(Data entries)
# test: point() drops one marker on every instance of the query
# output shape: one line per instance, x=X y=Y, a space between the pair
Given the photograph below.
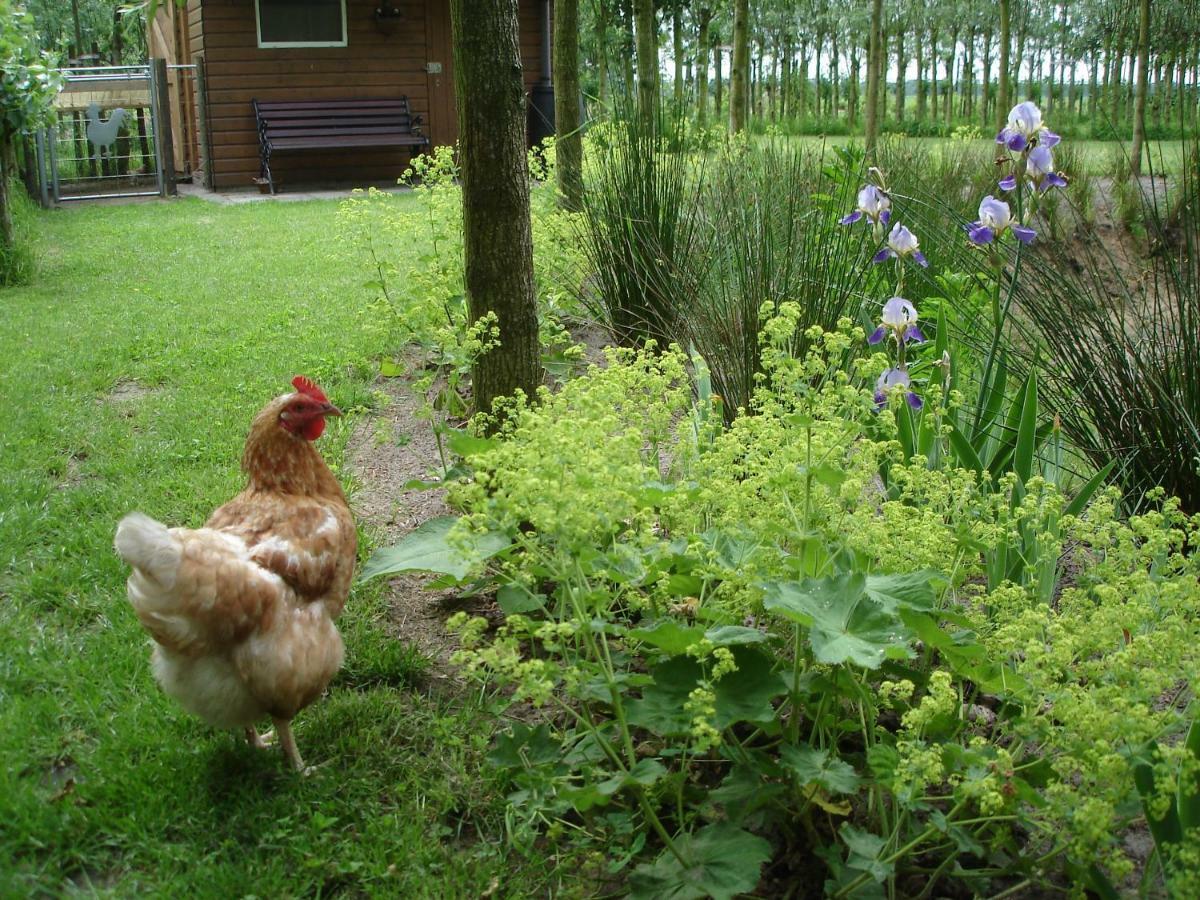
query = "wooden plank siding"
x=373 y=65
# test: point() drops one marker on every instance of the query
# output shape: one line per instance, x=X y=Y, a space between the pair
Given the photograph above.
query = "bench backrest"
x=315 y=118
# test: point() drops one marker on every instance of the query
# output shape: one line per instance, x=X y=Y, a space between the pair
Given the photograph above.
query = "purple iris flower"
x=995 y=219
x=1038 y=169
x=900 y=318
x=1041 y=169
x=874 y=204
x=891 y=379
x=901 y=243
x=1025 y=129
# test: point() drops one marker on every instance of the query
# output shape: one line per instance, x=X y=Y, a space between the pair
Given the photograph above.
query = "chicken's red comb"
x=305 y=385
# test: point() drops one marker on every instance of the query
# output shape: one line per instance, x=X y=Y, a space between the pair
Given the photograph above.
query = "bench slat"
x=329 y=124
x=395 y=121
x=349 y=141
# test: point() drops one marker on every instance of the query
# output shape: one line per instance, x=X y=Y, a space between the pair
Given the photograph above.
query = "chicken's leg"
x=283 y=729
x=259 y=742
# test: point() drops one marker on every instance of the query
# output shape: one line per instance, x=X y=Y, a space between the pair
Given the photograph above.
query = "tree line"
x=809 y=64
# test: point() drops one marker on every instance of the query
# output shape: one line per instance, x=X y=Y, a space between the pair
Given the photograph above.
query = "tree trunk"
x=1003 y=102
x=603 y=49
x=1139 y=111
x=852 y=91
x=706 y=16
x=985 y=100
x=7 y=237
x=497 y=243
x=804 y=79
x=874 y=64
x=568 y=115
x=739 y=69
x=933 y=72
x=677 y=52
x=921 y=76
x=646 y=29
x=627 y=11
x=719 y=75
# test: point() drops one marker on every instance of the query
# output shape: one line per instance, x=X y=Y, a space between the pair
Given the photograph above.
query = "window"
* * *
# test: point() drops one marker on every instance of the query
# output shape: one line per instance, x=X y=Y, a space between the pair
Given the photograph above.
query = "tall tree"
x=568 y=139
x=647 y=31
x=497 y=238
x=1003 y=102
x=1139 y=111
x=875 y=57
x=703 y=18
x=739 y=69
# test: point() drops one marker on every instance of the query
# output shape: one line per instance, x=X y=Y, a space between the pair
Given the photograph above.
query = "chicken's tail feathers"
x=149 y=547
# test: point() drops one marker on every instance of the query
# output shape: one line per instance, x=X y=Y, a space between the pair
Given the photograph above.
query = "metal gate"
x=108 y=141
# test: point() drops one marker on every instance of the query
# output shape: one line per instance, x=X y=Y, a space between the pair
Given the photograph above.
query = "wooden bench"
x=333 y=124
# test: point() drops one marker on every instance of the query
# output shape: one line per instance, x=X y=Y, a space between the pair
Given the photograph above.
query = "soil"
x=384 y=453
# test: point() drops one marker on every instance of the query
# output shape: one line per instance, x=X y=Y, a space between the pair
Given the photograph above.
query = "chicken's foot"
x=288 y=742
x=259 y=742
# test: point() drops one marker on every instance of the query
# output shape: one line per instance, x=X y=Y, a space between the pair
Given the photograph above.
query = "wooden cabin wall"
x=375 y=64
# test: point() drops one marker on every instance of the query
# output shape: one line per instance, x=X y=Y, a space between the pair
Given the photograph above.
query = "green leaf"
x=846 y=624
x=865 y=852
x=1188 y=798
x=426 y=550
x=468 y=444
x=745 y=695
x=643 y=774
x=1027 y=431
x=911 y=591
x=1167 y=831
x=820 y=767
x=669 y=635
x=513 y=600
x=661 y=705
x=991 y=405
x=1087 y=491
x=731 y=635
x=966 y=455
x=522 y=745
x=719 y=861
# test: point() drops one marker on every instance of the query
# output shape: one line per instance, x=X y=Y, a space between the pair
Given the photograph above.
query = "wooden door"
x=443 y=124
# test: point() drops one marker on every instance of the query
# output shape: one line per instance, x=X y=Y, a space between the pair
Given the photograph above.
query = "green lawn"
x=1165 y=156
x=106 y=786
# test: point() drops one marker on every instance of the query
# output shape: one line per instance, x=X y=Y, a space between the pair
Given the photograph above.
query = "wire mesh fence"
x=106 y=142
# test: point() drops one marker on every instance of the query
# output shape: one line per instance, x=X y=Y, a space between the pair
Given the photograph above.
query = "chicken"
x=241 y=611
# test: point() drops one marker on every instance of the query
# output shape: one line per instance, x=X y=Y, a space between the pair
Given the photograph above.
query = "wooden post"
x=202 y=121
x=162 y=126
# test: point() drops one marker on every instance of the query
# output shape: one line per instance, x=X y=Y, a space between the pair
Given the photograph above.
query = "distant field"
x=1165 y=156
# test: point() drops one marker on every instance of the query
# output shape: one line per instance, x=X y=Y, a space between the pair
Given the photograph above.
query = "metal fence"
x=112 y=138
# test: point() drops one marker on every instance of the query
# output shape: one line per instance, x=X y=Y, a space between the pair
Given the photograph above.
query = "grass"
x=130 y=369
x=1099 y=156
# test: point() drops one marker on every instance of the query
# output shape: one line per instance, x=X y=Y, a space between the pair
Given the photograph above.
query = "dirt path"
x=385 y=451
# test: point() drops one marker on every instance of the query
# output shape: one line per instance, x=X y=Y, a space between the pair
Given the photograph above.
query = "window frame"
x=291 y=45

EXERCISE OBJECTIVE
Count the lines of the records above that contain the word "tree", and reply with the number alone.

THE COMPLETED TASK
3